● What the task requires:
Give the lines of the listing below as a numbered list, from its first line up to and including the line containing "positive clicks: (736, 315)", and leave out any blank lines.

^^^^^^^^

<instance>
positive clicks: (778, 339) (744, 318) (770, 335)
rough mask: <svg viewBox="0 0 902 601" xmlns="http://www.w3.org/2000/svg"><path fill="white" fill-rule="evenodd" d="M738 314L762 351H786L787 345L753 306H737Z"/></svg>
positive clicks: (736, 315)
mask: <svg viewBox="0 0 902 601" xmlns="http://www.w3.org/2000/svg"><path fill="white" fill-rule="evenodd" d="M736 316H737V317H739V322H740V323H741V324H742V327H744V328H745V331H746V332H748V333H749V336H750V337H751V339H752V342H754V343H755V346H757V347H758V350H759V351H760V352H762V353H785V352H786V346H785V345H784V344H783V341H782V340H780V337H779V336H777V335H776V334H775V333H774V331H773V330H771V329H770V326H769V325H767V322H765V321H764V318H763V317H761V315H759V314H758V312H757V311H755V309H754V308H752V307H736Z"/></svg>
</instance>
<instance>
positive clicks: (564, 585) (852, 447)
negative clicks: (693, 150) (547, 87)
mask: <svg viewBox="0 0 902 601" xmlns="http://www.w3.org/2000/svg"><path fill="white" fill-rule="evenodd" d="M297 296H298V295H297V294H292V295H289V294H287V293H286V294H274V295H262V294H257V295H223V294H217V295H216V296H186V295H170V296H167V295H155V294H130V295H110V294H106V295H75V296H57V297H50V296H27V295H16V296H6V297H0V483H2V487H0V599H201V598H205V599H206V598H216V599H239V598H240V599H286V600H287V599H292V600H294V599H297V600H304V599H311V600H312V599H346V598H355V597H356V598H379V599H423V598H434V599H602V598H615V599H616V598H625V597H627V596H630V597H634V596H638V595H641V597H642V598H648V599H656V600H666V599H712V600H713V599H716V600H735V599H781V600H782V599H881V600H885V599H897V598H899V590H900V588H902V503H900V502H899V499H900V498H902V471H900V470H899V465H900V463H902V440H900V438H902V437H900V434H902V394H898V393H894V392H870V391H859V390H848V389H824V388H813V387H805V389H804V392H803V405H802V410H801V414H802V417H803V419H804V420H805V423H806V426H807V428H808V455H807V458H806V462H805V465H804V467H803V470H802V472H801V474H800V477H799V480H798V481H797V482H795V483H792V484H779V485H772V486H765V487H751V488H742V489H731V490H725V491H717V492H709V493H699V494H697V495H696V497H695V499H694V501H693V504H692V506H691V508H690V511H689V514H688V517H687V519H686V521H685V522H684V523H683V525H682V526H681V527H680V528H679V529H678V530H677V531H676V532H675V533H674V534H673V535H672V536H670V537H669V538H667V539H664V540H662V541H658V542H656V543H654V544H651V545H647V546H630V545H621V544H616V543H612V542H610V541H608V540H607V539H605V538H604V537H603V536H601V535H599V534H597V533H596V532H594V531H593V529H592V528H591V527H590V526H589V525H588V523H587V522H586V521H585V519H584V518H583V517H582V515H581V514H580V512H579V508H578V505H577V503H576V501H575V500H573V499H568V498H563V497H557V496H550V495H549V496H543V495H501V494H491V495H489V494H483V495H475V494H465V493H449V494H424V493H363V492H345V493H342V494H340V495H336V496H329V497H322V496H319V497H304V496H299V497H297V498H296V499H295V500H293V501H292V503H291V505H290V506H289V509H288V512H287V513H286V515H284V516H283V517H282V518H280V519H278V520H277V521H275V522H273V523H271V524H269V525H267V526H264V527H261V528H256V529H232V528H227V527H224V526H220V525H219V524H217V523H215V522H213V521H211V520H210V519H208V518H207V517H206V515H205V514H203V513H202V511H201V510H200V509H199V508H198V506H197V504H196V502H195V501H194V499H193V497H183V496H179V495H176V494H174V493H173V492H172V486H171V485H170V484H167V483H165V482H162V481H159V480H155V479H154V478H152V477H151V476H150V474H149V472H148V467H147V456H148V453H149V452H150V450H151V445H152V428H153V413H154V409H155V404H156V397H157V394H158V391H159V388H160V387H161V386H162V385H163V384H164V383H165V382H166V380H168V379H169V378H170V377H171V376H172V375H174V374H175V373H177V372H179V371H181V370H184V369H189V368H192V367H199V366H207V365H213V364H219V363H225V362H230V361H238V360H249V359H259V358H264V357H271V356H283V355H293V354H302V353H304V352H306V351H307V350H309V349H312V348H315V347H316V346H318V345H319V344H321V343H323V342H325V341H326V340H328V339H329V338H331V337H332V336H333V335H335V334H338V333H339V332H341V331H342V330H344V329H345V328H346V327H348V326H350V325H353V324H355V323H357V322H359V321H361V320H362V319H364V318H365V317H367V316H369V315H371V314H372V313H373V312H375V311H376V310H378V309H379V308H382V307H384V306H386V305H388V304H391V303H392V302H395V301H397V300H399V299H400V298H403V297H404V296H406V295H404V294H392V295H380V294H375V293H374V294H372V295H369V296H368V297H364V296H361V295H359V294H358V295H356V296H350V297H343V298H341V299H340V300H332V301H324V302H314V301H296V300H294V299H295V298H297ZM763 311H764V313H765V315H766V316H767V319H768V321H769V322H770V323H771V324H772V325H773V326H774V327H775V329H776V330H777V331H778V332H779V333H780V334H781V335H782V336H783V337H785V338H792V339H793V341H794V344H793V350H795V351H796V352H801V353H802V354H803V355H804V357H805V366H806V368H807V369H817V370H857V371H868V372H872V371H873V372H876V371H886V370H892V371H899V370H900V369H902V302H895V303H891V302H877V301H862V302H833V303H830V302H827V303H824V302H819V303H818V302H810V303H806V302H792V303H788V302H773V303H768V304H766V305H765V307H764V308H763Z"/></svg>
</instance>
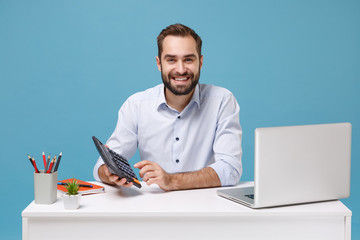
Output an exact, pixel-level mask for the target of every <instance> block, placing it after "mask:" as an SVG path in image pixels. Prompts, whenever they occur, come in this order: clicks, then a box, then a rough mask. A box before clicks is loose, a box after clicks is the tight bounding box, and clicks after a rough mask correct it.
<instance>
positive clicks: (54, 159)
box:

^^^^^^^^

● Result:
1. <instance>
2. positive clicks: (778, 339) (744, 318) (770, 335)
3. rough mask: <svg viewBox="0 0 902 601" xmlns="http://www.w3.org/2000/svg"><path fill="white" fill-rule="evenodd" d="M738 314L762 351H786L787 345L753 306H737Z"/></svg>
4. positive clicks: (736, 315)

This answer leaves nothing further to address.